Instructions:
A – List every dollar amount that appears in the news commentary.
B – Quote the stretch of the news commentary from "In today’s News" through "under the Act.".

Selected text:
========

In today’s News and Commentary: The DOL proposed making millions more workers eligible for overtime pay; Ben Sachs spoke with Harvard Law Today about the labor movement’s momentum; and the NLRB overruled key aspects of a Trump-era precedent on unilateral changes to terms and conditions of employment and returned to the pre-Trump-era standard for determining whether worker activities are protected under the Act.
The Fair Labor Standards Act requires employers to pay workers time-and-a-half when they work more than 40 hours a week, but it exempts salaried workers working in a “bona fide executive, administrative, or professional capacity” if those workers make above a threshold amount per year. As the Economic Policy Institute has explained, the FLSA mandates that the DOL set the salary level below which workers qualify for overtime pay –– a hugely important metric, because a too-low threshold that does not account for inflation contributes to wage stagnation for workers. AP reports that, in the 1970s, 60% of salaried workers were entitled to overtime pay. But with the current threshold of $35,568 per year (a number set by the Trump Administration, which raised the threshold from $23,660), only about 15% of salaried workers are entitled to overtime pay. The Obama administration had set the threshold at more than $47,000, but a district court in Texas blocked the change on the grounds that it ignored the “job duties” element of the FLSA overtime exemption and in effect “categorically exclude[d]” certain workers from the exemption “based on salary level alone.”

========

Extracted data:
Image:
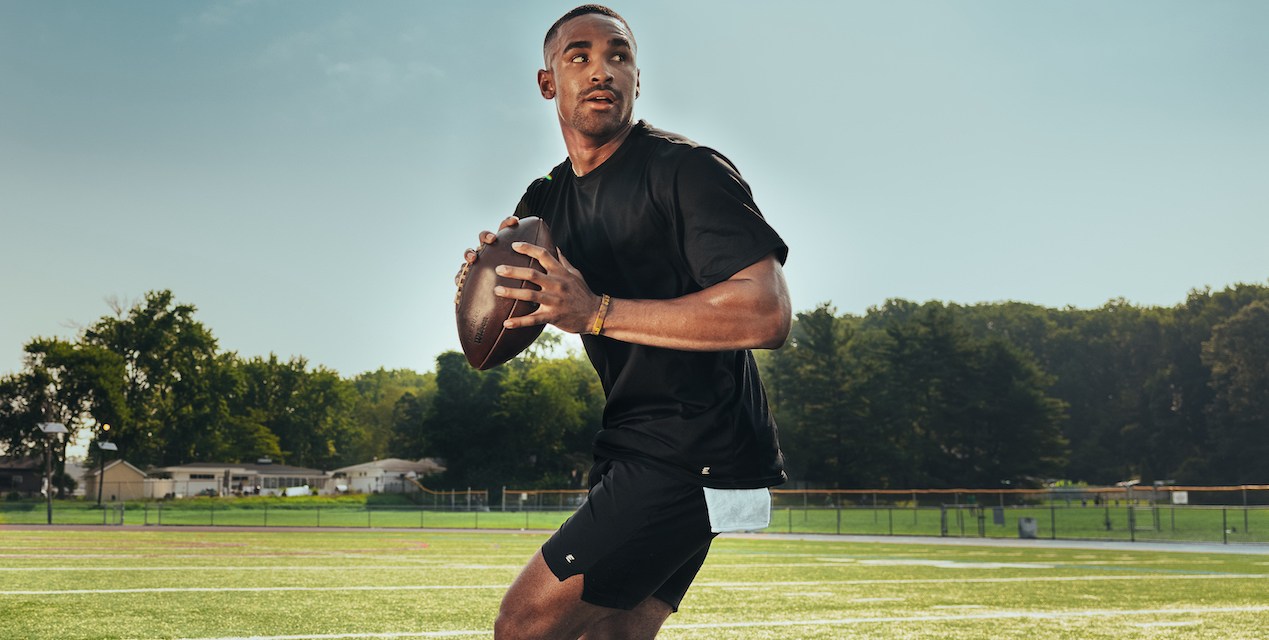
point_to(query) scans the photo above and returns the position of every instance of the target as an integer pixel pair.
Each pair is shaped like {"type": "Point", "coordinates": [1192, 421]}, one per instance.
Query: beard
{"type": "Point", "coordinates": [599, 123]}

========

Answers to the problems:
A –
$35,568
$23,660
$47,000

B –
In today’s News and Commentary: The DOL proposed making millions more workers eligible for overtime pay; Ben Sachs spoke with Harvard Law Today about the labor movement’s momentum; and the NLRB overruled key aspects of a Trump-era precedent on unilateral changes to terms and conditions of employment and returned to the pre-Trump-era standard for determining whether worker activities are protected under the Act.